作業目標 1
次の(a)〜(c)は、下の災害Q&Aの文章と合っていますか？それぞれ「はい」か「いいえ」で答え、判断の根拠となる文章中の語句を正確に引用してください。
(a) り災証明は、市町村が家屋の損壊具合を調査した上で発行する。
(b) 支援内容はどの地域でも同じである。
(c) この頁では、被災直後の対応に必要な情報をQ&A方式で案内している。

抜粋本文
災害Q&A

大阪弁護士会は、今回の災害で被害に遭われた方の生活再建と、災害により生じた紛争の解決に取り組みます。

この頁では、被災直後の対応に必要な情報をQ&A方式でご案内しています。
また、被災された方に是非知って頂きたい国や地方自治体等の支援情報をお伝えしています。
支援内容は、日々変化しますし、地域によって対応が異なる場合があることをご了承ください。
できる限り最新の情報をご案内できるよう更新をしていく予定です。

※大阪北部地震のときの弁護士会ニュースはこちら

※被災された方に必要な公的支援制度の一覧や、生活再建に役立つ、日弁連「被災者生活再建ノート」はこちら(外部リンク)

【罹災証明】

Q1-1

り災証明(被災証明)ってなに?

A

災害で住んでいる家が壊れたときに、被災者からの申請により、市町村が家屋の損壊具合を調査した上で発行する証明書です。

作業目標 2
下の行のうち、「military」という文字列を含むものをすべて返してください。

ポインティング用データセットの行
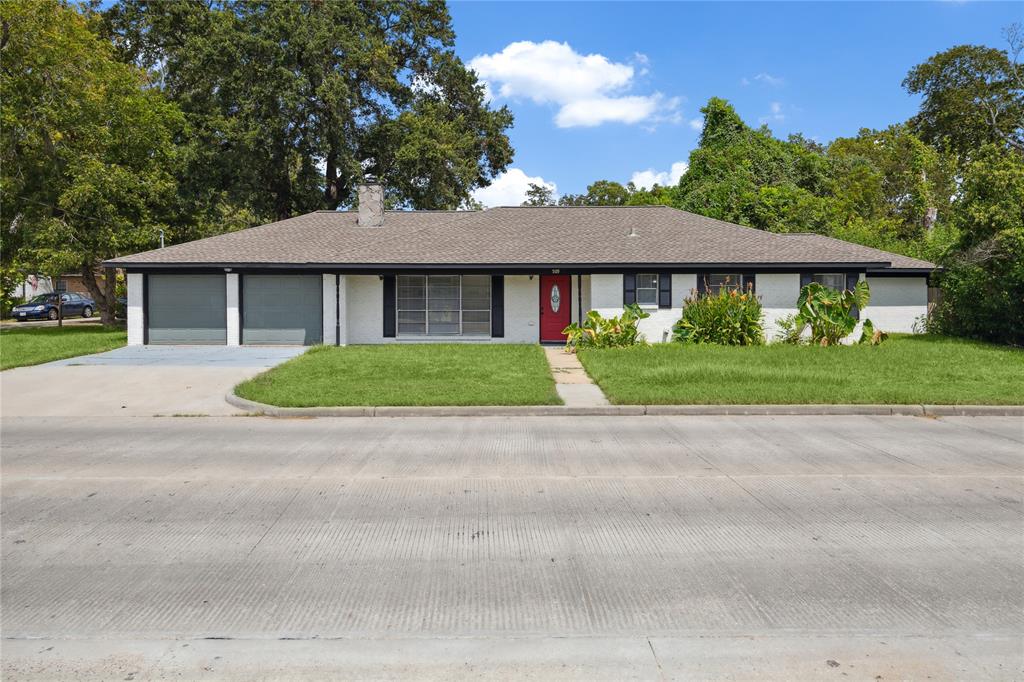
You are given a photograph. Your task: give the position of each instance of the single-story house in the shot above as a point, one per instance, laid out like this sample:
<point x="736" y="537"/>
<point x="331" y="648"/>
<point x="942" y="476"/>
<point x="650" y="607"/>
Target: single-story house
<point x="505" y="274"/>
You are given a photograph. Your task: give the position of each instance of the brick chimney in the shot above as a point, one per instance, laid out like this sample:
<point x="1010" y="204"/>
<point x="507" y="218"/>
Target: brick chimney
<point x="371" y="197"/>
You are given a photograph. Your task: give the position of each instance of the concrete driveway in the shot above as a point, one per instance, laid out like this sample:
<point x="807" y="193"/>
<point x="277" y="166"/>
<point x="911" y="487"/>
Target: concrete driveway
<point x="827" y="548"/>
<point x="136" y="381"/>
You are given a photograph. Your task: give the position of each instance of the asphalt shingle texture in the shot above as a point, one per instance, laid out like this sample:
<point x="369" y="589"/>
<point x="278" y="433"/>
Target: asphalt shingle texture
<point x="519" y="236"/>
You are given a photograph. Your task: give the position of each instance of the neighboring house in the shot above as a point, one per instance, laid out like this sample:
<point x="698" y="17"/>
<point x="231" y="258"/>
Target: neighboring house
<point x="504" y="274"/>
<point x="38" y="284"/>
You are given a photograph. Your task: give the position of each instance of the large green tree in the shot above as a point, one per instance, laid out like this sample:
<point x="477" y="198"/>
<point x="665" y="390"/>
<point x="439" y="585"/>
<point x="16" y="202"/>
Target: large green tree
<point x="86" y="148"/>
<point x="972" y="95"/>
<point x="291" y="102"/>
<point x="983" y="279"/>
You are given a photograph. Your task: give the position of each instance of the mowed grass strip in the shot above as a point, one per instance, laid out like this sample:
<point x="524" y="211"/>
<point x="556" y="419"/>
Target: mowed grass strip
<point x="408" y="375"/>
<point x="20" y="346"/>
<point x="904" y="370"/>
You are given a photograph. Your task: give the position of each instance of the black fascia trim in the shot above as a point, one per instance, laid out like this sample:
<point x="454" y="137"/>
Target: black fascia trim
<point x="507" y="268"/>
<point x="902" y="271"/>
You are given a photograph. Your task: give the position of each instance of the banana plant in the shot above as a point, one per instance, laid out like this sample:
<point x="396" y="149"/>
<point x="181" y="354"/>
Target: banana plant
<point x="598" y="332"/>
<point x="828" y="313"/>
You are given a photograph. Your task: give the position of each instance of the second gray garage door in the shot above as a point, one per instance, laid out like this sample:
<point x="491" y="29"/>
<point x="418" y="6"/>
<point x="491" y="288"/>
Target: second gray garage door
<point x="186" y="308"/>
<point x="282" y="309"/>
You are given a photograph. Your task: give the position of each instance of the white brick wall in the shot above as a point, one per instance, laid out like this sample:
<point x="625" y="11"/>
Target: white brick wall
<point x="364" y="309"/>
<point x="896" y="302"/>
<point x="233" y="316"/>
<point x="778" y="292"/>
<point x="136" y="324"/>
<point x="330" y="314"/>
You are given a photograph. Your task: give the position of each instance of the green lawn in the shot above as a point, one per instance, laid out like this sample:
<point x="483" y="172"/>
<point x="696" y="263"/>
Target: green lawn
<point x="408" y="375"/>
<point x="32" y="345"/>
<point x="915" y="370"/>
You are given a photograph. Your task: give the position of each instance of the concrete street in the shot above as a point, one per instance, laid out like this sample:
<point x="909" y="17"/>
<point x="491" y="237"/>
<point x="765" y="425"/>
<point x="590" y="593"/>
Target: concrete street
<point x="875" y="548"/>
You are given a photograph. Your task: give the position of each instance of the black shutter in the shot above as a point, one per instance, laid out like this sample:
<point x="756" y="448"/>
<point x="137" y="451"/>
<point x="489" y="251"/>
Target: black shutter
<point x="851" y="282"/>
<point x="389" y="306"/>
<point x="629" y="289"/>
<point x="498" y="306"/>
<point x="665" y="290"/>
<point x="750" y="280"/>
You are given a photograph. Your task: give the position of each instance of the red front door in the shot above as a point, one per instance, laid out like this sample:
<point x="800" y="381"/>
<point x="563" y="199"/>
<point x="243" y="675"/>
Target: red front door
<point x="556" y="306"/>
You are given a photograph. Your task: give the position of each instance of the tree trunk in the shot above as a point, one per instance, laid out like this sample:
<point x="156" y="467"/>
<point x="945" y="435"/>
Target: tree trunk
<point x="104" y="297"/>
<point x="331" y="194"/>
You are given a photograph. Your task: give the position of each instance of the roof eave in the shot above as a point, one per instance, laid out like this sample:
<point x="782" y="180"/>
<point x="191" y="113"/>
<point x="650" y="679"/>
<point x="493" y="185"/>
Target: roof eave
<point x="538" y="266"/>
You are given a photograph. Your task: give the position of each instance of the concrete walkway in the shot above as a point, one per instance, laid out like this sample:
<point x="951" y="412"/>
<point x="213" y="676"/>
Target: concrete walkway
<point x="571" y="382"/>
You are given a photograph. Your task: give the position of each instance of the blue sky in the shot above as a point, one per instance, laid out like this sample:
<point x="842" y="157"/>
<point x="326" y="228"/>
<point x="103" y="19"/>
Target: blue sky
<point x="608" y="89"/>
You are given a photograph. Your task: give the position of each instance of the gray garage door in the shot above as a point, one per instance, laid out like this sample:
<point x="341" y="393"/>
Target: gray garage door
<point x="282" y="309"/>
<point x="186" y="308"/>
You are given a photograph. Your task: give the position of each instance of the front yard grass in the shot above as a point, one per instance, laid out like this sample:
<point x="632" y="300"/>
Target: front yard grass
<point x="20" y="346"/>
<point x="906" y="369"/>
<point x="408" y="375"/>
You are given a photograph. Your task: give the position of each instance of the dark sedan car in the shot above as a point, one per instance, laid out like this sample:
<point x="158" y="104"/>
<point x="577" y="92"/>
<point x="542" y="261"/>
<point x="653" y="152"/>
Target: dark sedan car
<point x="44" y="306"/>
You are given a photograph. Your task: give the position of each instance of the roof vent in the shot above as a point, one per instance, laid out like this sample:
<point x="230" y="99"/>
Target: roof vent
<point x="371" y="197"/>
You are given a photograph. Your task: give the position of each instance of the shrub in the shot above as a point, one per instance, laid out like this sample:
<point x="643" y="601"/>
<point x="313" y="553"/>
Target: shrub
<point x="828" y="314"/>
<point x="728" y="318"/>
<point x="598" y="332"/>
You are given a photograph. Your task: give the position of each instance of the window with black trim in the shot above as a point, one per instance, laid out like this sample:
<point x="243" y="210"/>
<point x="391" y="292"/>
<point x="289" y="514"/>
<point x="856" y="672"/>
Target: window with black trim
<point x="443" y="304"/>
<point x="727" y="281"/>
<point x="647" y="289"/>
<point x="835" y="281"/>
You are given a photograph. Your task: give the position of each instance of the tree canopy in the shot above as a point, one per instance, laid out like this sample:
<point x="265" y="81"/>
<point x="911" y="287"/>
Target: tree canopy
<point x="289" y="103"/>
<point x="87" y="151"/>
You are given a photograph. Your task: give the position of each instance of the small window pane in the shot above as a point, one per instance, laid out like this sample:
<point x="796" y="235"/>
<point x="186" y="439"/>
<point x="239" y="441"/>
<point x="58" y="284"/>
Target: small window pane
<point x="647" y="296"/>
<point x="832" y="280"/>
<point x="442" y="293"/>
<point x="718" y="282"/>
<point x="410" y="329"/>
<point x="443" y="322"/>
<point x="476" y="292"/>
<point x="476" y="323"/>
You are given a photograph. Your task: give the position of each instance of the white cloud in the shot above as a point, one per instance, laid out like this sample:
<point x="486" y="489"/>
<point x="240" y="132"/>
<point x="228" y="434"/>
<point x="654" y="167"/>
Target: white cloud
<point x="648" y="178"/>
<point x="509" y="188"/>
<point x="764" y="79"/>
<point x="596" y="111"/>
<point x="589" y="89"/>
<point x="775" y="114"/>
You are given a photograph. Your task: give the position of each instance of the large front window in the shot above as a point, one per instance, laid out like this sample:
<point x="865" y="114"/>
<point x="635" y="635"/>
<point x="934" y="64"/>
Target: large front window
<point x="443" y="304"/>
<point x="716" y="282"/>
<point x="835" y="281"/>
<point x="647" y="289"/>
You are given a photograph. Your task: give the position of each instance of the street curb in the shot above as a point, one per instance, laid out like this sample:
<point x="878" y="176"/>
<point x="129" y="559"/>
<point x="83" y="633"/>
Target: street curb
<point x="254" y="408"/>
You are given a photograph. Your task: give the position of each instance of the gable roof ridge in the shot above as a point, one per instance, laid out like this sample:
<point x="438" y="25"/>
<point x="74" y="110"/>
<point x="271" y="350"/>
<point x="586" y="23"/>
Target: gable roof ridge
<point x="390" y="237"/>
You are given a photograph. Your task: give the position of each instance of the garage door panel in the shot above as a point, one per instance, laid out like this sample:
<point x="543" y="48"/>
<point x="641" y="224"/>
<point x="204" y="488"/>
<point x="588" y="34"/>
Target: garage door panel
<point x="186" y="309"/>
<point x="283" y="309"/>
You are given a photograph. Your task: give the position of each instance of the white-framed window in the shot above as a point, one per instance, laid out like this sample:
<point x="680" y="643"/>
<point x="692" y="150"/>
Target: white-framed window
<point x="647" y="289"/>
<point x="716" y="282"/>
<point x="835" y="281"/>
<point x="443" y="304"/>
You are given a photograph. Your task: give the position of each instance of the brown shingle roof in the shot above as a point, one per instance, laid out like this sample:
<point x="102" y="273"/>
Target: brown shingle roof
<point x="524" y="236"/>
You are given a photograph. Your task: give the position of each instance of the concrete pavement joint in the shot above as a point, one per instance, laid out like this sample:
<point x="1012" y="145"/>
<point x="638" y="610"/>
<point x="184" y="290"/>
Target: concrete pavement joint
<point x="260" y="409"/>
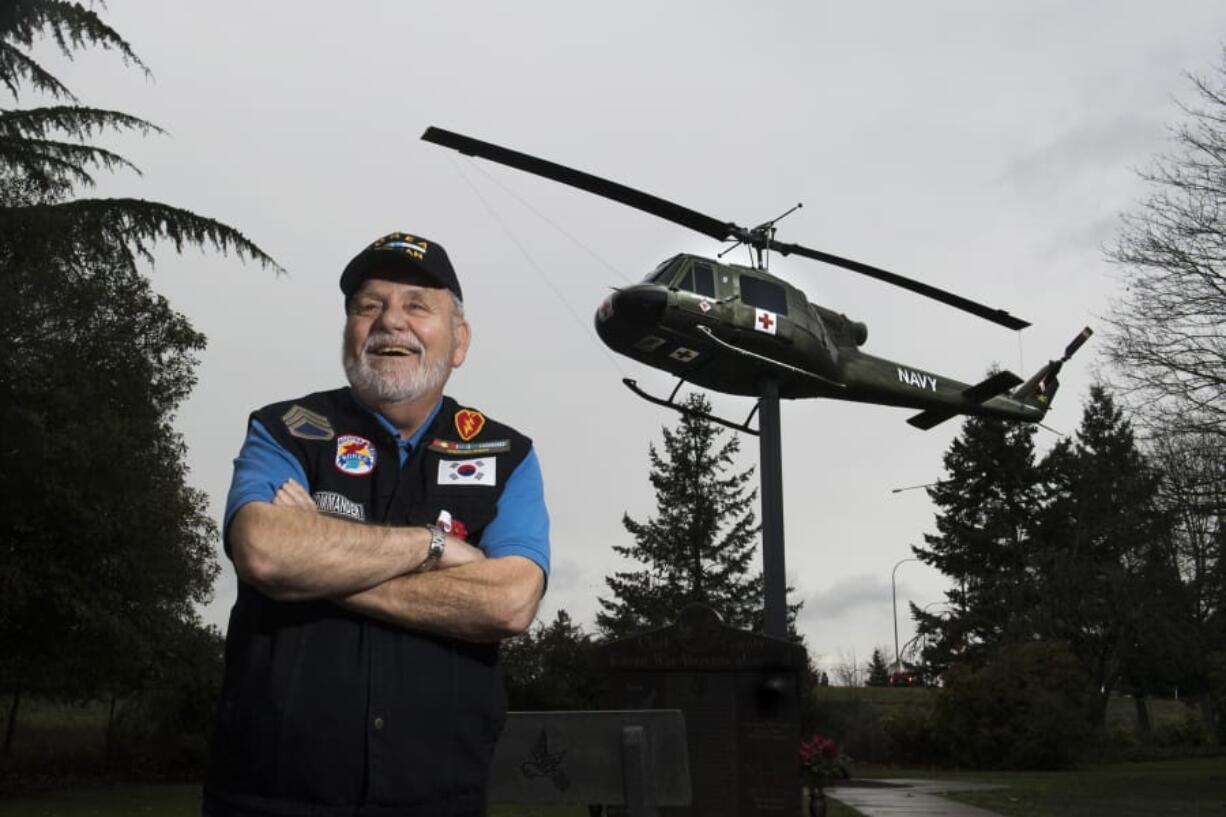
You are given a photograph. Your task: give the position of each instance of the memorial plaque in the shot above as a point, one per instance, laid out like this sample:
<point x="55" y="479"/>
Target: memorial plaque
<point x="739" y="694"/>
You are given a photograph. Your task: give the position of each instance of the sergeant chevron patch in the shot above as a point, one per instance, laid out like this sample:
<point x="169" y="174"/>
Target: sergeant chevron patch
<point x="307" y="425"/>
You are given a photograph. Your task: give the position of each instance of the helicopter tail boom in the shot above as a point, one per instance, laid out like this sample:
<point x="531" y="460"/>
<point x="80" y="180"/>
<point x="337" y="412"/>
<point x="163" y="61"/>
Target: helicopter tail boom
<point x="978" y="394"/>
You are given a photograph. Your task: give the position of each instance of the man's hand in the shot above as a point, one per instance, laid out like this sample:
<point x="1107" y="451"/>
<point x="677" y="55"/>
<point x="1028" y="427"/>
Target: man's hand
<point x="292" y="494"/>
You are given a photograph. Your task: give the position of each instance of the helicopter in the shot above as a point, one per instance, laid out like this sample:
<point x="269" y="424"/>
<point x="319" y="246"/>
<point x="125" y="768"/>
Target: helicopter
<point x="732" y="329"/>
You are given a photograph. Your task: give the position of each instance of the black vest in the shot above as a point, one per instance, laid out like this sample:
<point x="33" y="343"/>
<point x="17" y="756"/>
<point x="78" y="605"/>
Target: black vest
<point x="330" y="713"/>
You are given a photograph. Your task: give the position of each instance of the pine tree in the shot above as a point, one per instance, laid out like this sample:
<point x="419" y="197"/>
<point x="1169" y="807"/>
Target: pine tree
<point x="699" y="546"/>
<point x="44" y="156"/>
<point x="106" y="548"/>
<point x="551" y="666"/>
<point x="987" y="503"/>
<point x="1105" y="567"/>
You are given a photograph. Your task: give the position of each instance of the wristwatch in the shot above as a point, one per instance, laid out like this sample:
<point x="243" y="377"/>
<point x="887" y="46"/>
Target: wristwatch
<point x="438" y="542"/>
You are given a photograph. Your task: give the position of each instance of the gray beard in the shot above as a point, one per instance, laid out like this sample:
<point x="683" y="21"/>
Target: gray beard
<point x="376" y="387"/>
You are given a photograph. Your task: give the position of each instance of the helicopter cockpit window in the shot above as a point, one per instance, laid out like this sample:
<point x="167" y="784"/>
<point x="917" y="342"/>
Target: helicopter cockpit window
<point x="663" y="272"/>
<point x="699" y="279"/>
<point x="763" y="295"/>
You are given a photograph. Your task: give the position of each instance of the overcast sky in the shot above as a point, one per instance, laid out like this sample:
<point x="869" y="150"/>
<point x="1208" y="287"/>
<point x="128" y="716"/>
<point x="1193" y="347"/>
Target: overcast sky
<point x="987" y="149"/>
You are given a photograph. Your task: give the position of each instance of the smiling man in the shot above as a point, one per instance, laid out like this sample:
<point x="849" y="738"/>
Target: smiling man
<point x="385" y="539"/>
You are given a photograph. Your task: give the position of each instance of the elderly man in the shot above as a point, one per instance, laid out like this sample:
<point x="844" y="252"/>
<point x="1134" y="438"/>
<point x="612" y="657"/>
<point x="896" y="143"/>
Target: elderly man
<point x="385" y="539"/>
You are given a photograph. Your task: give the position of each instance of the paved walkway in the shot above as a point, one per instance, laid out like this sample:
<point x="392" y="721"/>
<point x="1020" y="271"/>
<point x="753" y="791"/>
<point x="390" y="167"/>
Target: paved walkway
<point x="900" y="797"/>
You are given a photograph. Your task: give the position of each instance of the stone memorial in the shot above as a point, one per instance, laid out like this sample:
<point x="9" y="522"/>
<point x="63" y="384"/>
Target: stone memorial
<point x="739" y="693"/>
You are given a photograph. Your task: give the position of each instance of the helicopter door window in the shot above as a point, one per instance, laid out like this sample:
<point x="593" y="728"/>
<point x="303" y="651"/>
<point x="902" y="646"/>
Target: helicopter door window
<point x="699" y="280"/>
<point x="663" y="272"/>
<point x="763" y="295"/>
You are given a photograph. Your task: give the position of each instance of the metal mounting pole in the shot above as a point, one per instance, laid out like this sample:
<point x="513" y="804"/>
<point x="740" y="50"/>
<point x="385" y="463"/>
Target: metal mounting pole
<point x="771" y="461"/>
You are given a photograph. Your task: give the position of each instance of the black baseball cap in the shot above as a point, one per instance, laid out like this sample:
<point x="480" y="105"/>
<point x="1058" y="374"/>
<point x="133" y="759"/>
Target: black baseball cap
<point x="401" y="255"/>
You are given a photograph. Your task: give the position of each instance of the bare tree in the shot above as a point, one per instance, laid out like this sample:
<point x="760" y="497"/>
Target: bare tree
<point x="1167" y="331"/>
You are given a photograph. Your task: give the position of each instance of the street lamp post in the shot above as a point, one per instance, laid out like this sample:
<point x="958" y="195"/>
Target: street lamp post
<point x="894" y="594"/>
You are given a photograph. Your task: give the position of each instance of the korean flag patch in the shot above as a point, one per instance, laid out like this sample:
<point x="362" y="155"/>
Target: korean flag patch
<point x="476" y="471"/>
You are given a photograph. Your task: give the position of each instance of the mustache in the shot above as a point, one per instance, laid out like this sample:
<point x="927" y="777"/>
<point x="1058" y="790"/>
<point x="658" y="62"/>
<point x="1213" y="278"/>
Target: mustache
<point x="408" y="340"/>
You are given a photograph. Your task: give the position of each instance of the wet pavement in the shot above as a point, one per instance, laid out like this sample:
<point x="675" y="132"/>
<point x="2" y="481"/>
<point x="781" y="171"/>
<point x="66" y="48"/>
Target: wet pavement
<point x="899" y="797"/>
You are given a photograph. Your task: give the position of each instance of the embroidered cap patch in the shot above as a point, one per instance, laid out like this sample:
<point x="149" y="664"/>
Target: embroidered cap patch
<point x="354" y="455"/>
<point x="468" y="423"/>
<point x="476" y="471"/>
<point x="307" y="425"/>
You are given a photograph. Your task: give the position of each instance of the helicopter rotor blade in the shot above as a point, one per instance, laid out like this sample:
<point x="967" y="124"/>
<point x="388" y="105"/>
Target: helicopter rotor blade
<point x="698" y="221"/>
<point x="1077" y="344"/>
<point x="996" y="315"/>
<point x="636" y="199"/>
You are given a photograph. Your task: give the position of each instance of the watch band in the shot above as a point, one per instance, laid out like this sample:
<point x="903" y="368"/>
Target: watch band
<point x="438" y="544"/>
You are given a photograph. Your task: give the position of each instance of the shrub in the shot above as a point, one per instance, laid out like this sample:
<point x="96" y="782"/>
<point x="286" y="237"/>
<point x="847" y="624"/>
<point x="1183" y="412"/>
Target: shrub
<point x="1029" y="708"/>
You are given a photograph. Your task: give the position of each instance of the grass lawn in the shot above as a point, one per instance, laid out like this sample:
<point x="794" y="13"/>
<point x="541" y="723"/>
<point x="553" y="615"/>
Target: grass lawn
<point x="184" y="801"/>
<point x="1186" y="788"/>
<point x="180" y="800"/>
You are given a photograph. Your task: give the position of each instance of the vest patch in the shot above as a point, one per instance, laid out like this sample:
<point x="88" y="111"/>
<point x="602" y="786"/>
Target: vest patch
<point x="354" y="455"/>
<point x="329" y="502"/>
<point x="468" y="423"/>
<point x="307" y="425"/>
<point x="486" y="447"/>
<point x="477" y="471"/>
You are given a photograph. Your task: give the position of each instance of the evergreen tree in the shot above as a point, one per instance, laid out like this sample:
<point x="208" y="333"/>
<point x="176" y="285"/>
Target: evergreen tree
<point x="106" y="548"/>
<point x="1105" y="569"/>
<point x="878" y="670"/>
<point x="987" y="502"/>
<point x="549" y="666"/>
<point x="699" y="546"/>
<point x="44" y="156"/>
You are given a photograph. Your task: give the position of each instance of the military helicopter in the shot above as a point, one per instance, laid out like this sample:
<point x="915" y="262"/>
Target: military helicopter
<point x="742" y="330"/>
<point x="732" y="328"/>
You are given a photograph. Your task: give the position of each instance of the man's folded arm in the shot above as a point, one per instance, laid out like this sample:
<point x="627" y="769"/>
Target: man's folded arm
<point x="292" y="555"/>
<point x="481" y="601"/>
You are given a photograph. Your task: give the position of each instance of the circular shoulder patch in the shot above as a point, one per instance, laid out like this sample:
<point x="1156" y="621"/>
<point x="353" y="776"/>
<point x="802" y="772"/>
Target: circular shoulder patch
<point x="354" y="455"/>
<point x="468" y="423"/>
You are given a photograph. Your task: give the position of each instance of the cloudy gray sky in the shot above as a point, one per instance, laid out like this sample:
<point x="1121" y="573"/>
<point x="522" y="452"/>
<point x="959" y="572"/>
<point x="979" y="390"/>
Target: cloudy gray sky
<point x="986" y="149"/>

正しい出力 1
(a) はい。「市町村が家屋の損壊具合を調査した上で発行する証明書です」
(b) いいえ。「地域によって対応が異なる場合がある」
(c) はい。「被災直後の対応に必要な情報をQ&A方式でご案内しています」

正しい出力 2
You are given a photograph. Your task: give the position of each instance of the military helicopter in the shot above as a point, one per instance, laid out like this sample:
Target: military helicopter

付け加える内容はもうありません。